Image point annotation entries
• • •

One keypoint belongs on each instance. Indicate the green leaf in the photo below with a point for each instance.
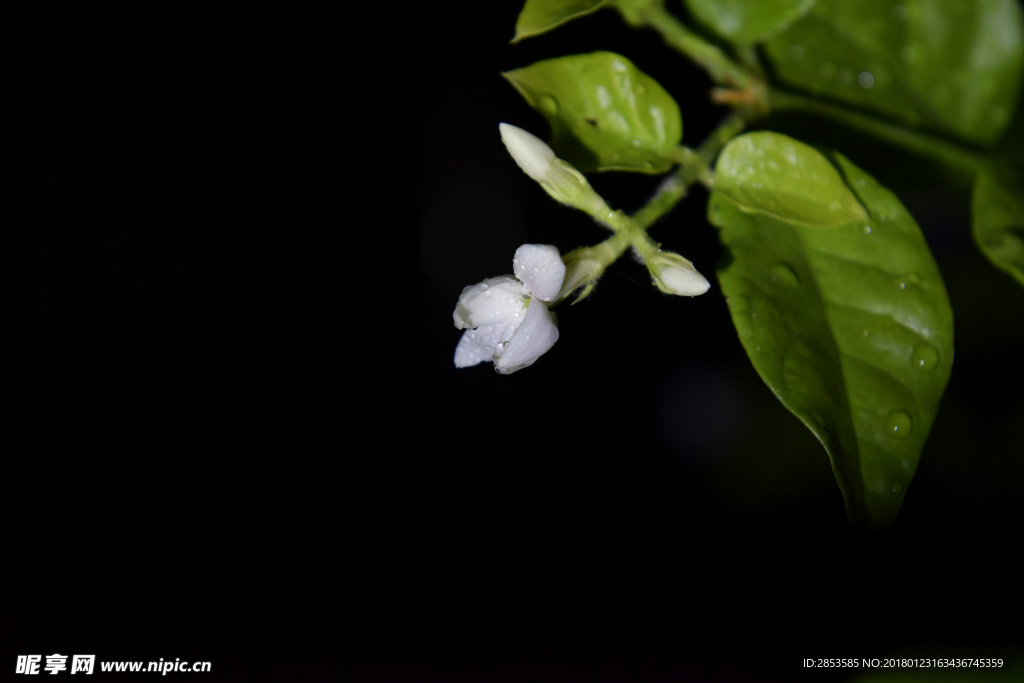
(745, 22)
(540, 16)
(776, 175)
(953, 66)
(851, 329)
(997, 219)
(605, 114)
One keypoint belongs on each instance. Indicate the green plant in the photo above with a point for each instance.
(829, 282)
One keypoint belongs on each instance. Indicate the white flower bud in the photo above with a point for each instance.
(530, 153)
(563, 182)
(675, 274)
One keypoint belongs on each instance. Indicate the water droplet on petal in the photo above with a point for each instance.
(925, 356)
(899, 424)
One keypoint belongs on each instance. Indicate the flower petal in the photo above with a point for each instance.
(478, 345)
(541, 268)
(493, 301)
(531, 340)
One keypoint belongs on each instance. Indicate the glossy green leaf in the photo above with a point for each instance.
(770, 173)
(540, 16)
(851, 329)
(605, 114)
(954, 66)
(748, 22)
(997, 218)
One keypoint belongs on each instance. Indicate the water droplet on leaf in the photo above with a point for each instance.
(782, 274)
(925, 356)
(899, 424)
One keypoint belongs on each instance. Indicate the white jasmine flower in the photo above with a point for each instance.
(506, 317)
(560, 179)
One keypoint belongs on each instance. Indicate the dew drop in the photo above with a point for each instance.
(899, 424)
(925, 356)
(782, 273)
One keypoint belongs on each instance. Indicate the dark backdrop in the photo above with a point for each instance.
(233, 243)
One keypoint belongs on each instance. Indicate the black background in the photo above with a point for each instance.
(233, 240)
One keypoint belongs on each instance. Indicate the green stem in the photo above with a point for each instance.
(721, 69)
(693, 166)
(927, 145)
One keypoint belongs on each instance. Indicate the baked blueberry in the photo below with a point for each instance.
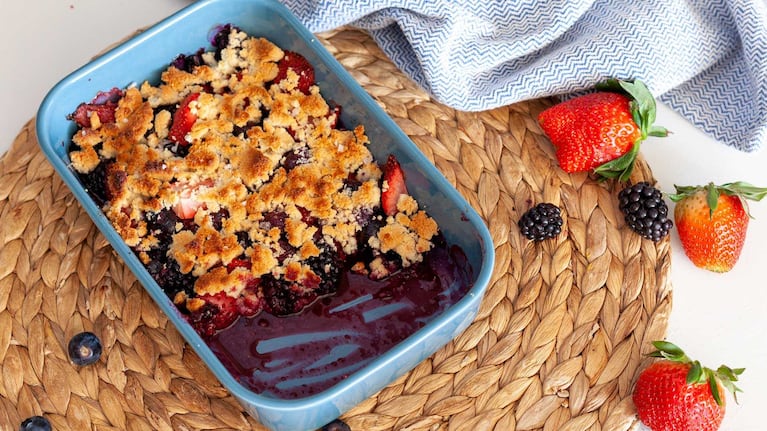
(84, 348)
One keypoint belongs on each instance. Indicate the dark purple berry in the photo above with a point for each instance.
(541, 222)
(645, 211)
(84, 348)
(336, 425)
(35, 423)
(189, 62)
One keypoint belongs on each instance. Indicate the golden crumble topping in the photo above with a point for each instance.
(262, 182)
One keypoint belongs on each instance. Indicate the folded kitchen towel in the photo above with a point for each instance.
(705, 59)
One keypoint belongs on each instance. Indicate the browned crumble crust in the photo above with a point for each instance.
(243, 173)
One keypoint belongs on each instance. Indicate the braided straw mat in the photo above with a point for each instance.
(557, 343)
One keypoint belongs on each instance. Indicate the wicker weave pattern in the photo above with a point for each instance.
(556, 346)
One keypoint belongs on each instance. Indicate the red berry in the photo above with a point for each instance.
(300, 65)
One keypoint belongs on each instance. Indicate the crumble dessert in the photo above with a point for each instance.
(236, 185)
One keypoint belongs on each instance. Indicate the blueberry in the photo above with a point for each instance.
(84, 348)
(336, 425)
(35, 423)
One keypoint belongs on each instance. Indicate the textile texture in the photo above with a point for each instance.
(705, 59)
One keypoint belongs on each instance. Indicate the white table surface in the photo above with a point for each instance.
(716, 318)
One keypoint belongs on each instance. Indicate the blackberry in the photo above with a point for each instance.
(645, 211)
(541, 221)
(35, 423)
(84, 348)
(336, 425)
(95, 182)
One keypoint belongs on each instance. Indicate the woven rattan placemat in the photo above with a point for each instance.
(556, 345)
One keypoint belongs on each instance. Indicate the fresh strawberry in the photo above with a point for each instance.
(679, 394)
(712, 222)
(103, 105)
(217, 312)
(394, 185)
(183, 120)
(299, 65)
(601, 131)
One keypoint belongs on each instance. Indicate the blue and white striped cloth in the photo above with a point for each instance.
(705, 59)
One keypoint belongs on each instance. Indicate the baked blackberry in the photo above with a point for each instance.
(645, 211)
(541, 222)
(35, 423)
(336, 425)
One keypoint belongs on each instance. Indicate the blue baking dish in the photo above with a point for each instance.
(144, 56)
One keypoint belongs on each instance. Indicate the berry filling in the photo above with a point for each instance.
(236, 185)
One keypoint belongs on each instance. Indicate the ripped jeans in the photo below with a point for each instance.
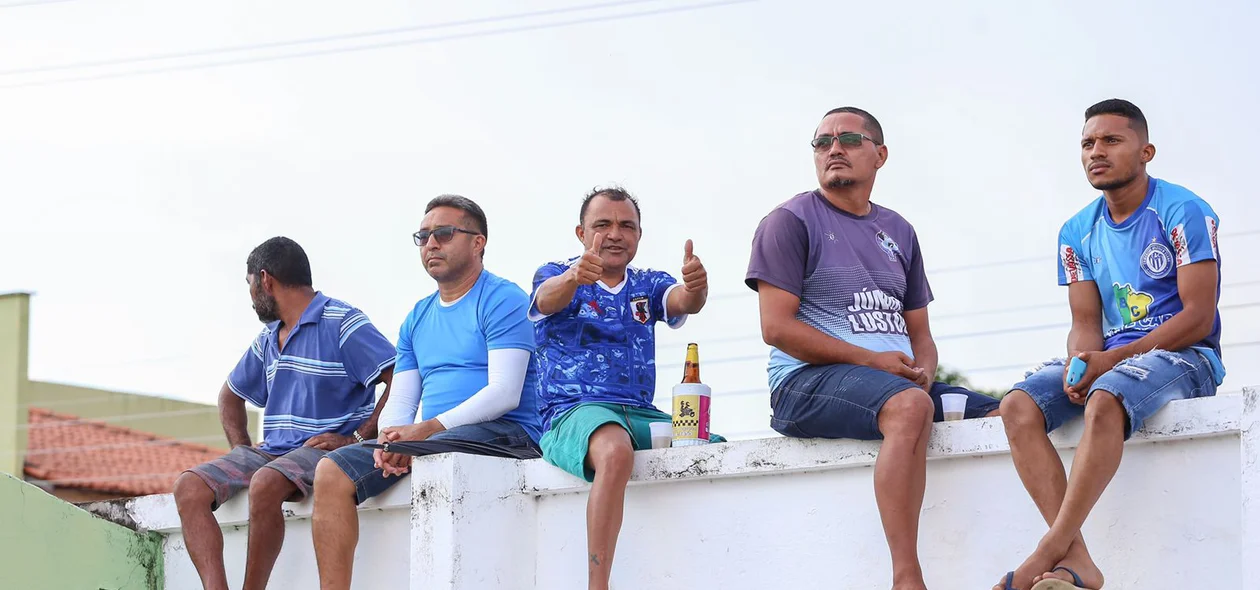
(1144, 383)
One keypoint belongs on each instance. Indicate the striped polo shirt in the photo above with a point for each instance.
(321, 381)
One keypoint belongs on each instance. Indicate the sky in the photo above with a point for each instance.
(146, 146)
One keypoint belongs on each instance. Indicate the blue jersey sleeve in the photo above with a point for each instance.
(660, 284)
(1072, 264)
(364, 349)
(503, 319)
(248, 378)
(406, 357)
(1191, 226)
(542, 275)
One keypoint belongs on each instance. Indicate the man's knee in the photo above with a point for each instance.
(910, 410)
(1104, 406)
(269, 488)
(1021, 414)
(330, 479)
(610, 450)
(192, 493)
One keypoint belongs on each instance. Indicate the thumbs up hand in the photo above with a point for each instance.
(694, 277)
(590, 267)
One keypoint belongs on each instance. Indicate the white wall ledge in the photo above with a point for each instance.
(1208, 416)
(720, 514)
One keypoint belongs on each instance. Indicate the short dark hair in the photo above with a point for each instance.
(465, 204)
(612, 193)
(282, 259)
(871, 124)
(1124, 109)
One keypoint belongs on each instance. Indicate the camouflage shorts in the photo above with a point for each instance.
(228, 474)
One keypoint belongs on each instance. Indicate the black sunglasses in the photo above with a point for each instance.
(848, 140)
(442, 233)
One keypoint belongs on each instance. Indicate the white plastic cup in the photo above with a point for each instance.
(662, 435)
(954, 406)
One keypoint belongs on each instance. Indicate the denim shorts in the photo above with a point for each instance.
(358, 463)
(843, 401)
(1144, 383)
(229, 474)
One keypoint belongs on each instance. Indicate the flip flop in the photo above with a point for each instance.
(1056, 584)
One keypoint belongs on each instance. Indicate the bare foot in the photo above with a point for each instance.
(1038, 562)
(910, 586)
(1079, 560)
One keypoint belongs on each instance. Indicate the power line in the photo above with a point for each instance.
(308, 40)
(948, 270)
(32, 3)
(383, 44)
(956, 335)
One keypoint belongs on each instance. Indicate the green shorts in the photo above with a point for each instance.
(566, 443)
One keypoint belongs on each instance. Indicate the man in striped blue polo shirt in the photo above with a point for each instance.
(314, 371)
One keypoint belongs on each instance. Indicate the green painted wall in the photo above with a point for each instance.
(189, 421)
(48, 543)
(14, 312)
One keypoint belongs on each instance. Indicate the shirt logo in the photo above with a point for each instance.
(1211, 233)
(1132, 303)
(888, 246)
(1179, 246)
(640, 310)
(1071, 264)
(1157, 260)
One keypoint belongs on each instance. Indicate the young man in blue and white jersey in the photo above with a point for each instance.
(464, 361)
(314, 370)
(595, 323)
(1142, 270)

• • •

** GIVEN INSTRUCTION **
Repeat each entry exactly as given; no pictures belong in the copy.

** SOLUTION FOR THIS PROBLEM **
One keypoint belongs on each instance. Indicate the green leaf in the photo below with a point for each instance.
(745, 22)
(540, 16)
(776, 175)
(953, 66)
(851, 329)
(997, 219)
(605, 114)
One keypoint belongs on each instance. Indicate the green plant in the photo above with a point for each instance.
(829, 282)
One keypoint belongs on each instance. Indicate the white flower bud in the photo above with a point for each instance.
(530, 153)
(563, 182)
(675, 274)
One keypoint belongs on each instance. Indicate the water droplet on petal in the photo above with a point for each instance.
(925, 356)
(899, 424)
One keypoint belongs on each instance. Indicate the flower petal in the photo above with a point for each instance.
(478, 345)
(541, 268)
(493, 301)
(531, 340)
One keypoint belongs on each instance. Indicate the glossy green leaf in the photo above with a point for each instance.
(770, 173)
(540, 16)
(851, 329)
(605, 114)
(954, 66)
(748, 22)
(997, 218)
One keypoint belongs on each instance. Indicate the water droplet on leaf in the photo above with a point for each instance.
(782, 274)
(925, 356)
(899, 424)
One keypoint belongs on each instance. Indicate the white jasmine flower in the photo above with a point for each instance.
(506, 317)
(560, 179)
One keypoint belongs on each instance. Indicate the dew drop in the photo above with a point for each instance.
(899, 424)
(925, 356)
(782, 273)
One keypoint belongs on each instance. Indicate the dark backdrop in the photo above with a point for each instance.
(233, 243)
One keypoint belongs on each instance. Indicate the black background in the photo above with a point for each instance.
(233, 240)
One keypoint belongs on each instance. Indicate the green stem in the photo above with a point for each instance.
(721, 69)
(693, 166)
(927, 145)
One keypoint belongs on each instance. Indicate the baked blueberry in the photo below with a point for each instance.
(84, 348)
One keypoint belongs on each instance. Indicate the dark purple berry in the photo above with a point for each instance.
(541, 222)
(645, 211)
(84, 348)
(336, 425)
(35, 423)
(189, 62)
One keypoint belongs on each instance. Indicate the golden crumble topping in the photo above with a point for each instance.
(262, 182)
One keypoint belongs on each instance. Indicate the folded kitchen towel in the photo above with a point for each instance.
(705, 59)
One keypoint belongs on each instance. Indicate the browned crumble crust in the photo above with a point for each instance.
(243, 173)
One keypoint belongs on each instance. Indicate the braided straw mat in the photo above with a point for each instance.
(557, 343)
One keypoint belongs on each instance. Indicate the wicker weave pattern in the photo above with a point for each instance.
(556, 346)
One keypoint belongs on each instance. Indicate the red berry in the photo above with a point for each instance.
(300, 65)
One keypoint belongs on each instance. Indicate the crumble dessert in the photo above with a point for each instance.
(236, 185)
One keypoint belongs on each instance. Indicate the blueberry in the photo above with a point for each instance.
(84, 348)
(336, 425)
(35, 423)
One keypoint belongs on each instance. Indicate the textile texture in the photo above with a point for each instance.
(705, 59)
One keypoint belongs on each instance. Indicate the white table surface in the photo above with a point for each instance.
(716, 318)
One keypoint belongs on each instance. Indicate the blackberry in the photo above with a point for each instance.
(645, 211)
(541, 221)
(35, 423)
(84, 348)
(336, 425)
(95, 182)
One keypoint belongs on each instance. Indicate the woven rattan placemat in the photo above with a point for each instance.
(556, 345)
One keypoint belongs on each instance. Indicate the fresh strawberry in the photo above with a point for each instance.
(679, 394)
(712, 222)
(103, 105)
(217, 312)
(394, 185)
(183, 120)
(299, 65)
(601, 131)
One keypoint belongs on each instance. Indicate the blue and white striped cloth in the photo above with a point for each instance.
(705, 59)
One keypoint belongs on each instance. Indicate the baked blackberry in the photo above with a point for each instance.
(645, 211)
(541, 222)
(35, 423)
(336, 425)
One keypoint belongs on each instance. Indicate the blue baking dish in the photo above with a point for each instance.
(144, 56)
One keypoint belongs on each instance. Indicate the berry filling in the photo above with a point for each instance.
(236, 185)
One keypoint belongs on each instance. Indicate the ripped jeans in the photo below with a point for each instance.
(1144, 383)
One keypoint belongs on each instance. Indicate the striped polo shirt in the photo above with a point for each instance.
(321, 381)
One keypoint belongs on each instance. Indicate the sky in the photo above with a point for each instance.
(146, 146)
One keypoint belongs on each instance. Indicate the blue jersey sleeve in the photo above with a point for each instance.
(660, 284)
(1072, 264)
(364, 349)
(503, 319)
(248, 378)
(406, 357)
(1191, 226)
(542, 275)
One keypoint belongs on each instance. Indicate the man's knee in the photo above with a point for each instance.
(910, 410)
(1104, 406)
(269, 488)
(1021, 414)
(330, 479)
(610, 450)
(192, 493)
One keypoint belongs on each instance. Indicate the thumbs up hand in the photo above with a point for each instance.
(694, 277)
(590, 267)
One keypoint belongs on each instance. Indicate the white wall ledge in the photo above with a point for each instance.
(1208, 416)
(720, 514)
One keypoint belongs on each instance. Indicate the short dark hair in the photo above with a point for each instance.
(465, 204)
(612, 193)
(282, 259)
(871, 124)
(1124, 109)
One keypoint belongs on each instance. Indicate the camouflage shorts in the photo above with a point for each instance.
(228, 474)
One keypoint belongs on each instance. Indicate the black sunglasses in the photo above with a point for each instance.
(848, 140)
(442, 233)
One keypoint belongs on each instance. Indicate the white plastic cup in the photo above with a point for each instance.
(662, 435)
(954, 406)
One keypoint belongs on each instance. Indicate the denim shorts in the photo above with a point for each instance.
(358, 463)
(843, 401)
(1144, 383)
(229, 474)
One keypoint belongs on each instance. Indicate the flip flop in the photo above with a point for each instance.
(1056, 584)
One keypoint belongs on each instance. Indicate the bare foot in the photo above with a point for each instance.
(1038, 562)
(910, 586)
(1079, 560)
One keypoint belongs on each instance. Indicate the power line in the photo above with a point for each instance.
(308, 40)
(948, 270)
(32, 3)
(383, 44)
(956, 335)
One keypoint belongs on each instance. Indicate the green shorts in the photo above with a point for each instance.
(566, 443)
One keypoint belongs on each instance. Indicate the man in striped blue polo shirt in the photo above with a point for each instance.
(314, 371)
One keypoint belongs on each instance. Indicate the green painted wall in the photo above with a point for each instance.
(189, 421)
(48, 543)
(14, 312)
One keypoint belongs on each instance. Indicate the shirt logo in the photo above with a point for each instance.
(1211, 233)
(1132, 303)
(888, 246)
(1179, 246)
(640, 310)
(1071, 264)
(1157, 260)
One keypoint belongs on each instance. Indicate the young man in blue and white jersey in the photo above with a point for each instance.
(464, 361)
(314, 370)
(595, 323)
(1142, 270)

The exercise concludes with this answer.